*** Opening Exercise data ***

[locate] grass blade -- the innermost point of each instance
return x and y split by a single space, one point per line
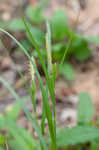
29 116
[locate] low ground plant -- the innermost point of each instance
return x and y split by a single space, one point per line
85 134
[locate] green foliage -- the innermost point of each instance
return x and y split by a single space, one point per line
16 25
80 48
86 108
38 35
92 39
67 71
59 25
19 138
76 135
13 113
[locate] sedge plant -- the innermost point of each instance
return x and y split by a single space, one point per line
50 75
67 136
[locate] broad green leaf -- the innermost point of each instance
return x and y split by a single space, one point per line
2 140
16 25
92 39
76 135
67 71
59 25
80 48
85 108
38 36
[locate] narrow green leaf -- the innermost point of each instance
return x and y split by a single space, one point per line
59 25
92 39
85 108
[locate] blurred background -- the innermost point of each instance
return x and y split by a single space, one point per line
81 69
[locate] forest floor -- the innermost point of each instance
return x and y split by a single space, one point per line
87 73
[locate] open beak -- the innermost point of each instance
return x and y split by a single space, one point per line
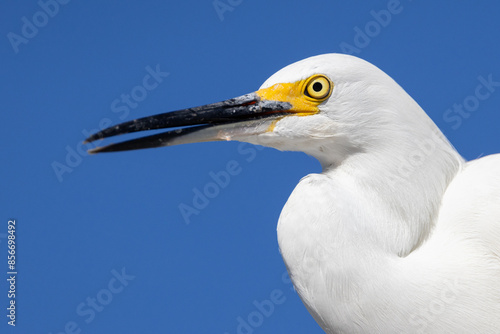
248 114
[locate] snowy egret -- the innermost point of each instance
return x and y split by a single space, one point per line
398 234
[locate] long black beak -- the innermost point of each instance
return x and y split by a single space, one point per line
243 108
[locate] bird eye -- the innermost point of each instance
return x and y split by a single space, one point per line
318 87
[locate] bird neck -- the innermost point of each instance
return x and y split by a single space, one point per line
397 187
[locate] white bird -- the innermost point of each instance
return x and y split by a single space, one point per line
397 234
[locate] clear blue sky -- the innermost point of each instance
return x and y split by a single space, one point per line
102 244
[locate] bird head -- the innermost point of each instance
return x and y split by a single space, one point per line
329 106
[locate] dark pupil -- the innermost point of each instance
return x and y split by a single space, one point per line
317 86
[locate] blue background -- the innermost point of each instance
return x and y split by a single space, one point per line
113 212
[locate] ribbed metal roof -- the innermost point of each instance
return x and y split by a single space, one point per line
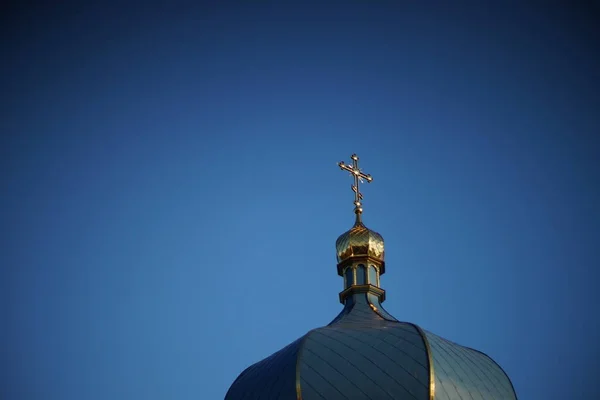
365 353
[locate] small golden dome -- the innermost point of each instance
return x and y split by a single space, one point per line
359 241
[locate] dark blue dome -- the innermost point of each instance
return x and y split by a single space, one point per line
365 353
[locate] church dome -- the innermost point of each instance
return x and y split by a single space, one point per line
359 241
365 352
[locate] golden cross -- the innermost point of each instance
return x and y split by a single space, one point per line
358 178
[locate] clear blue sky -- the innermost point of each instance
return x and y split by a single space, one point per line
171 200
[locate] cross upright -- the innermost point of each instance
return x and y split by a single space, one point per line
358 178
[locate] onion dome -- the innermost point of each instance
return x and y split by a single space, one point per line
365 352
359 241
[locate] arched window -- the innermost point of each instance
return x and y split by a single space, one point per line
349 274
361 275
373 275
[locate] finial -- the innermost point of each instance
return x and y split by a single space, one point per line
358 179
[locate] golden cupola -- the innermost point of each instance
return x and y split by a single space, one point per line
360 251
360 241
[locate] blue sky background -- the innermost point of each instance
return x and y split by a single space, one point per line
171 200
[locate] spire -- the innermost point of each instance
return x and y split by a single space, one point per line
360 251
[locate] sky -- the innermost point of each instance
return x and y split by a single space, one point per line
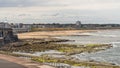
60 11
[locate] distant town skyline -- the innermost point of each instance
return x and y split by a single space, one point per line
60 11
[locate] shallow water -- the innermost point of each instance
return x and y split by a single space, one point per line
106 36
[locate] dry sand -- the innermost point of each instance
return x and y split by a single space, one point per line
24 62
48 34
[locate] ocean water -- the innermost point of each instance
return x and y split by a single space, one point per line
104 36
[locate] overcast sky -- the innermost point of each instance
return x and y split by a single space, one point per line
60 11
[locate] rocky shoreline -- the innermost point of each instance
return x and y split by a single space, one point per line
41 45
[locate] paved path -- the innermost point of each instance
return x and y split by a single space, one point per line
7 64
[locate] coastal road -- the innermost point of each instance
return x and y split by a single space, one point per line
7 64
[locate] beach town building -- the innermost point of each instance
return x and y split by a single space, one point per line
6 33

*** Closing Exercise data ***

### Problem to solve
Output each line of the records exactly. Any picture is skipped.

### Response area
[locate] grass blade -- the innermost point of each instance
return x and y split by a single space, one point per line
29 116
[locate] low ground plant -- the innermost point of each instance
return x and y split by a single space, one point per line
85 134
[locate] green foliage -- the innermost point of each instance
return x and y split by a single space, one point per line
16 25
80 48
86 108
38 35
92 39
67 71
59 25
19 138
76 135
13 113
[locate] sedge plant -- the innermost point of each instance
return x and y split by a single space, one point per line
50 75
67 136
[locate] broad green leaf -- the innermost point of each instance
return x and y split by a single space, one point per line
2 140
16 25
92 39
76 135
67 71
59 25
80 48
85 108
38 36
[locate] narrow green leaf -- the innermost point of each instance
return x and y split by a single space, one point per line
59 25
92 39
85 108
[locate] blurred background -- the innermost point of each instance
return x and y split by a single space, one point per line
81 69
[locate] forest floor -- the innermost point of each instance
return x and y split by a single space, one point per line
87 73
[locate] open beak -- the innermost point of each instance
return x and y split by a single space, one point per line
248 114
[locate] snowy egret -- the innermost point of each instance
return x and y split by a single space, one point per line
398 234
[locate] long black beak -- the innermost point of each instance
return x and y split by a single space, one point per line
243 108
[locate] bird eye -- the innermost point of each instance
return x and y split by a single space, one point per line
318 87
[locate] bird neck -- the innermost point of each instance
return x and y split by a single space, one point per line
397 187
[locate] white bird -- the innermost point of each instance
return x and y split by a single space, one point per line
397 234
[locate] clear blue sky -- the innermost point of each instance
return x and y split by a single space, one point per line
102 244
[locate] bird head -- the innermost point of each instance
return x and y split by a single space, one point per line
329 106
[locate] dark pupil -- the innermost point of each instance
return x and y split by a single space, one point per line
317 86
[locate] blue background -- the innermost point of each instance
return x and y split by a single space, one point per line
113 212
[locate] ribbed metal roof -- the innermost point of each instance
return x and y split by a single space, one point per line
365 353
[locate] small golden dome -- the innermost point of each instance
return x and y split by a single space, one point per line
359 241
[locate] dark blue dome -- the innermost point of each instance
return x and y split by a single space, one point per line
365 353
[locate] church dome -- the innermost point of each instance
return x and y split by a single space, one point per line
359 241
365 352
[locate] golden cross -- the innermost point of each instance
return x and y split by a single space, one point per line
358 178
[locate] clear blue sky -- the innermost point of each instance
return x and y split by a single space, one point per line
171 200
[locate] cross upright -- the innermost point of each instance
return x and y split by a single space, one point per line
358 178
[locate] onion dome -- the innermost point of each instance
return x and y split by a single space, one point per line
365 352
359 241
[locate] arched window -- the innermost point of each instance
return x and y split by a single space, one point per line
349 274
361 275
373 275
[locate] finial -- the innermost point of each instance
return x and y split by a single space, one point per line
358 179
[locate] golden cupola -- the innermost point of each instance
return x and y split by a single space, one point per line
360 251
360 241
[locate] blue sky background -- the innermost point of each instance
return x and y split by a single space, one point per line
171 200
[locate] spire -- the innermost point of each instance
return x and y split by a single space, one point per line
360 251
[locate] sky -- the innermost point of each instance
return x and y split by a single space, one point per line
60 11
[locate] distant town skyline -- the innermost point of each instance
return x and y split by a single space, one point per line
60 11
[locate] shallow water -- the innermost point of each instance
return x and y split by a single space, one point per line
106 36
[locate] dry sand -- the innermost point of each instance
return x and y split by a single space, one point per line
24 62
48 34
[locate] ocean water -- the innermost point of each instance
return x and y split by a single space, one point per line
104 36
[locate] overcast sky -- the innermost point of each instance
return x and y split by a single space, one point per line
60 11
[locate] rocky shoreline -- the innermost point of each instance
return x and y split by a single space, one point per line
41 45
[locate] paved path -- the innermost point of each instance
return x and y split by a single space, one point per line
7 64
[locate] coastal road -- the innermost point of each instance
return x and y split by a single space, one point per line
7 64
[locate] beach town building -- the innermost point of each instance
return x and y split by a single space, one point per line
6 33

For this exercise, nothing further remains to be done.